• [DOCUMENT]
========================================
Now you can use links and forms for services that don’t provide them at runtime.

Discussion

This recipe relies on someone doing the work of translating the rules buried in the API documentation into a machine-readable form. That’s what hypermedia-compliant services do. If the service doesn’t automatically do this work, client developers can save a lot of time by doing it once and sharing the results. Consider placing all link and form metadata for a service in a separate module or an external configuration file. Even better, if you can, convince your server teams to do this for you.

Some formats are designed specifically to make capturing and sharing link and form metadata. One is the Web Service Transition Language (WSTL). You may also be able to use JSON HyperSchema. Check out “Hypermedia Supporting Types” for details.

There are some additional challenges not covered in the example, the biggest being user-context management. It could be that admin users should see or do things that guest users do not. In that case, a solid approach is to create a separate set of action metadata for each security role your application supports.

Another challenge you’ll need to deal with is when the service changes but your local metadata information does not keep up. This is another case of versioning problems that come up when clients operate on static metadata at runtime. The good news is that, when action rules change on the server, at least the client application only needs to update configuration metadata and not the entire application codebase.
========================================
• [RECORD SET]

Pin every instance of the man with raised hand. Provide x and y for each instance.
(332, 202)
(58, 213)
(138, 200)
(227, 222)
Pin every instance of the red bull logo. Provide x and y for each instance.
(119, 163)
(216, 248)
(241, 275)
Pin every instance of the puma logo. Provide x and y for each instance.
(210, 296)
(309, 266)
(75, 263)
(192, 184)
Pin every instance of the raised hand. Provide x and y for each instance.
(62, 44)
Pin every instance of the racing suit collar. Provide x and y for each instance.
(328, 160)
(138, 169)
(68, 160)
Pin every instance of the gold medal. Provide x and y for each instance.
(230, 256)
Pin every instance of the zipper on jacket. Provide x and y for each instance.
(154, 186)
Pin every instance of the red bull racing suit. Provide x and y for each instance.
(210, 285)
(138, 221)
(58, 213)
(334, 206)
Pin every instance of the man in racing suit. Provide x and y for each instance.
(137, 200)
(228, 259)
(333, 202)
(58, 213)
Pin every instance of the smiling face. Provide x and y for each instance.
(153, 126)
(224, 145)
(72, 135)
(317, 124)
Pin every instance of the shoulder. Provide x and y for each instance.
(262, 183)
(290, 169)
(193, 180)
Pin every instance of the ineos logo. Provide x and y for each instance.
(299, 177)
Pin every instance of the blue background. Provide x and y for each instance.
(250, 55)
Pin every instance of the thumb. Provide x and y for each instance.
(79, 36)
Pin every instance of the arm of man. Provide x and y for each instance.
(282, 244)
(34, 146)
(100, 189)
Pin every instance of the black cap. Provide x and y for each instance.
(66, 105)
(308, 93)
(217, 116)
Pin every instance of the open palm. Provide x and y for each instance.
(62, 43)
========================================
• [WHAT TO WORK ON]
1. In the hypermedia discussion, reproduce the part that opens with the words "There are some" and closes with "your application supports.", putting "administrators" in place of "admin users".
2. Turn the paragraph of the hypermedia discussion that begins "This recipe relies on someone" into a short bulleted list that keeps its main points.
3. Please answer these questions from the hypermedia discussion:
(a) Which two formats does it mention for capturing and sharing link and form metadata?
(b) What does it call the biggest additional challenge not covered in the example?
(c) When action rules change on the server, what does the client application need to update?

• [ANSWERS TO THE EXERCISES]
1.
There are some additional challenges not covered in the example, the biggest being user-context management. It could be that administrators should see or do things that guest users do not. In that case, a solid approach is to create a separate set of action metadata for each security role your application supports.

2.
- The recipe depends on someone translating the rules in the API documentation into a machine-readable form. Hypermedia-compliant services do this themselves.
- If a service doesn't, client developers can save time by doing the work once and sharing the results.
- Keep all link and form metadata for a service in a separate module or an external configuration file.
- Better still, get server teams to do this work.

3.
(a) The Web Service Transition Language (WSTL) and JSON HyperSchema.
(b) User-context management.
(c) Only the configuration metadata, not the entire application codebase.